■ **What to do**:
Continue the guide on copying files between S3 buckets with the AWS CLI, starting right after its last sentence.

■ **Source document**:

>>>

Method 1: Copy Using AWS CLI

The AWS Command Line Interface (CLI) offers a straightforward method for copying files between S3 buckets, perfect for ad-hoc data transfer needs.

Why Use AWS CLI ?

Feature	Description
Simplicity	With just a single command, you can initiate the transfer.
Scripting	Easily integrate into scripts for automation.
Control	Offers parameters to control the copy process, such as recursive copying and inclusion/exclusion of specific files.
Terraform Code	https://github.com/entechlog/aws-examples/blob/master/aws-datasync/terraform/copy.tf

How It Works ?

This Terraform script automates the setup of a secure environment for copying files between S3 buckets across different AWS accounts. The process involves several key components:

IAM Roles and Policies: The script creates an IAM role (source_cross_account_role) in the source AWS account, designed to be assumed by entities in the destination account. This role is associated with a trust policy (source_cross_account_role_policy) that explicitly allows actions sts:AssumeRole, enabling the destination account to assume this role and perform actions in the source account under specified permissions.
Cross-Account Access: For the destination account to access resources in the source account, an IAM user (destination_cross_account_user) is created in the destination account along with access keys. This user is given a policy (destination_cross_account_assume_role_policy) that allows it to assume the source account’s IAM role, facilitating cross-account resource access.
S3 Bucket Setup: The script provisions two S3 buckets - one in each account (demo-source in the source account and demo-destination-copy in the destination account). It configures a bucket policy on the source bucket to permit the assumed role to perform operations like listing and copying objects.
Data Transfer Permissions: It also outlines specific permissions for copying data, including listing buckets and managing objects (s3:GetObject, s3:PutObject, etc.), ensuring that the destination account can only access and manipulate files as permitted by the source account’s policies.
File Uploads: To demonstrate the transfer capabilities, the script includes steps to upload sample files to the source S3 bucket. These files can then be copied to the destination bucket, showcasing the automated, secure transfer process enabled by the setup.

Create the necessary resources by executing the command terraform apply in your terminal. This will prompt Terraform to provision the resources defined in your configuration files.

<<<

■ **Entries shown**:
>>>

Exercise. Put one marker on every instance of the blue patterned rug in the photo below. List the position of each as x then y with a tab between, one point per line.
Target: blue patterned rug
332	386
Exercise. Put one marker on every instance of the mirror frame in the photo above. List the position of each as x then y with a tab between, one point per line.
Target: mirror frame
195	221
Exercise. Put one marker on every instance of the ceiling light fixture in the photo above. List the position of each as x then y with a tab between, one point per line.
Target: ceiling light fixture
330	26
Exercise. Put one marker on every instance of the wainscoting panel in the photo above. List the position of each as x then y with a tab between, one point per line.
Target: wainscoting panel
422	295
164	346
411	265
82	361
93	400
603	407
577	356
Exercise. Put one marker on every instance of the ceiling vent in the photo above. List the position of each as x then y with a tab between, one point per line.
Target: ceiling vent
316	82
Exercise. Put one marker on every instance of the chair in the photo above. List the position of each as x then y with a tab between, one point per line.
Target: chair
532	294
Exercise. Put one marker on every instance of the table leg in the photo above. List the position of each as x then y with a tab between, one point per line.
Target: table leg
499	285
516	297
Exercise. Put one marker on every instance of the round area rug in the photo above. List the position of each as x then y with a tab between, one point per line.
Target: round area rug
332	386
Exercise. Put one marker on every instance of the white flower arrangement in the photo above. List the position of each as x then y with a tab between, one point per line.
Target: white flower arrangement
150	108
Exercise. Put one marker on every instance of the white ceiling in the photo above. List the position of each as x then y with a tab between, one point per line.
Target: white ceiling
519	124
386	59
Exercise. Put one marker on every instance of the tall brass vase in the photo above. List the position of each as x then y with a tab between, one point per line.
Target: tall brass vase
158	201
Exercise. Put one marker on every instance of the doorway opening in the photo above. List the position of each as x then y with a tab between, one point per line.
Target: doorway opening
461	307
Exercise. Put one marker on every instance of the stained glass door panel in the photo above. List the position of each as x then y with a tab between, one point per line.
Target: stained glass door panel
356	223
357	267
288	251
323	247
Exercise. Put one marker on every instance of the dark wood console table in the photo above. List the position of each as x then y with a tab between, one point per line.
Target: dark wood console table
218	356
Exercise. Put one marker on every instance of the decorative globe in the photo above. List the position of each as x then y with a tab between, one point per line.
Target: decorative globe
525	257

<<<

■ **Task result**:
How To Test ?

Configure the AWS CLI Profile To facilitate cross-account operations, it’s essential to configure the AWS CLI with a profile capable of assuming a designated cross-account role. This setup involves editing the AWS configuration file, typically found at ~/.aws/config on Linux and macOS, or C:\Users\USERNAME.aws\config on Windows.

Example Configuration

[profile cross]
role_arn = arn:aws:iam::<DEV_ACCOUNT_ID>:role/<ROLE_NAME>
source_profile = <BASE_PROFILE>
region = <REGION>

[profile <BASE_PROFILE>]
aws_access_key_id = <YOUR_ACCESS_KEY_ID>
aws_secret_access_key = <YOUR_SECRET_ACCESS_KEY>
region = <REGION>

Testing the Profile To verify the cross-account profile’s setup, execute a test command using the AWS CLI to call an operation that necessitates valid credentials.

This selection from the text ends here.